-- GIVEN REQUEST --
Rewrite the records below with every "keypoint" replaced by "marker" and nothing else changed.

-- STORED DATA --
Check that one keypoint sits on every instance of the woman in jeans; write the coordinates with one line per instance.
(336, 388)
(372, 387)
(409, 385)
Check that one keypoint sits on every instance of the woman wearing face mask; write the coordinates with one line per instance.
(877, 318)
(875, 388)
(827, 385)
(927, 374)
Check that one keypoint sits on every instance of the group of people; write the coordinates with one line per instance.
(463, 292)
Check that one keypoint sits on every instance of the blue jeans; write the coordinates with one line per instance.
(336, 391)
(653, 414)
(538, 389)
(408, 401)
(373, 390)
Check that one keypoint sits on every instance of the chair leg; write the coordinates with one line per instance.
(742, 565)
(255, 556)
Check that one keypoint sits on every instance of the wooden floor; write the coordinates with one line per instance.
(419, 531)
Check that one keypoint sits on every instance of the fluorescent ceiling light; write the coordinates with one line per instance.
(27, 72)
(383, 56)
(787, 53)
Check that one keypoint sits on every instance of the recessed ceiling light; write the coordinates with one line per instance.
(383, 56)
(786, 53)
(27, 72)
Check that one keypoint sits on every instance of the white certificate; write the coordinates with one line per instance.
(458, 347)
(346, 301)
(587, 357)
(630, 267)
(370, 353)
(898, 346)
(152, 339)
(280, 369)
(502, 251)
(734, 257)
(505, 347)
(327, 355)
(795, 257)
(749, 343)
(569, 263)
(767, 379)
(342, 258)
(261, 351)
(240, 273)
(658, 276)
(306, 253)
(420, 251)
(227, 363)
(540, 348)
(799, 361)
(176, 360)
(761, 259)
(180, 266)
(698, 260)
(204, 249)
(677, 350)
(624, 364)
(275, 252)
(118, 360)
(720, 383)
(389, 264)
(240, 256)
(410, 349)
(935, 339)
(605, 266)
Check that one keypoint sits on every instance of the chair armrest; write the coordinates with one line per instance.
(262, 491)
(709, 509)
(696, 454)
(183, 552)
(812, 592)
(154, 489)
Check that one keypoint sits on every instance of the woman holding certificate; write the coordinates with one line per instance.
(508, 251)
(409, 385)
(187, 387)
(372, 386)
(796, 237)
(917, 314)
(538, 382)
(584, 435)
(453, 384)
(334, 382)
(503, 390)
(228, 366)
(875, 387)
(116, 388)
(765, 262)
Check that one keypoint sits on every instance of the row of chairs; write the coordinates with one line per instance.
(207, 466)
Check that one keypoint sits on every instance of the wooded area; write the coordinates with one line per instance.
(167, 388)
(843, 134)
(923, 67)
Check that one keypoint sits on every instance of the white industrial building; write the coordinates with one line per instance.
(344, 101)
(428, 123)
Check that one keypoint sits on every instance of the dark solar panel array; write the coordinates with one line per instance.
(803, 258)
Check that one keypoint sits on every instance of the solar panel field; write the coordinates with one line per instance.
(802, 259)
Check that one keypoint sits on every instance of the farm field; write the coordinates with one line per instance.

-- FULL OUTPUT --
Check that one marker sits on every instance of the woman in jeans; write the coordinates with one line per instance.
(336, 388)
(372, 387)
(409, 385)
Check that one marker sits on every instance of the woman wearing face mask; write the coordinates with one line per instance.
(877, 318)
(875, 388)
(827, 385)
(927, 374)
Check that one marker sits on every instance of the group of people; write the coordinates with one line per instance.
(463, 292)
Check that one marker sits on every instance of the blue jeans; write the coordinates with one line per instance.
(336, 391)
(653, 414)
(538, 389)
(408, 401)
(373, 390)
Check that one marker sits on every instance of the chair leg; write the coordinates with one line per instance.
(742, 565)
(255, 556)
Check that one marker sits on every instance of the wooden floor; write the coordinates with one line per instance.
(419, 531)
Check that one marker sits on every instance of the fluorescent ceiling light; write the coordinates with one line per instance.
(27, 72)
(383, 56)
(787, 53)
Check that one marker sits on every instance of the recessed ceiling light; write the coordinates with one line per instance.
(383, 56)
(786, 53)
(27, 72)
Check that one marker sits on every instance of the white certificate; write the coordinates with one line per instance.
(458, 347)
(346, 301)
(587, 357)
(630, 267)
(370, 353)
(898, 346)
(152, 339)
(280, 369)
(502, 251)
(734, 257)
(505, 347)
(327, 355)
(795, 257)
(749, 343)
(569, 263)
(767, 379)
(342, 258)
(261, 351)
(240, 273)
(658, 276)
(306, 253)
(420, 251)
(227, 363)
(540, 348)
(799, 361)
(176, 360)
(761, 259)
(180, 266)
(698, 260)
(204, 249)
(677, 350)
(624, 364)
(275, 252)
(118, 360)
(720, 383)
(389, 264)
(240, 256)
(410, 349)
(935, 339)
(605, 266)
Check that one marker sits on every instance of the chair armrest; write the coordinates with one line per instance.
(262, 491)
(709, 509)
(696, 454)
(183, 552)
(812, 592)
(154, 489)
Check that one marker sits on every instance of the woman holding certificate; write the coordinates with one line per instance.
(508, 251)
(409, 385)
(187, 387)
(372, 386)
(796, 237)
(917, 314)
(538, 382)
(584, 435)
(453, 384)
(334, 382)
(503, 390)
(228, 366)
(875, 387)
(116, 388)
(765, 262)
Check that one marker sits on every instance of the row of chairs; write the coordinates with one line per instance.
(207, 466)
Check that one marker sits on every instance of the wooded area; write the coordinates with one line per instance.
(167, 388)
(843, 134)
(923, 67)
Check that one marker sits on every instance of the white industrial building; write the coordinates with one line per instance.
(344, 101)
(428, 123)
Check that one marker sits on every instance of the dark solar panel array; write the coordinates with one line per instance.
(803, 258)
Check that one marker sits on every instance of the solar panel field; write the coordinates with one line per instance.
(802, 259)
Check that one marker sits on every instance of the farm field; write the coordinates with one line per instance.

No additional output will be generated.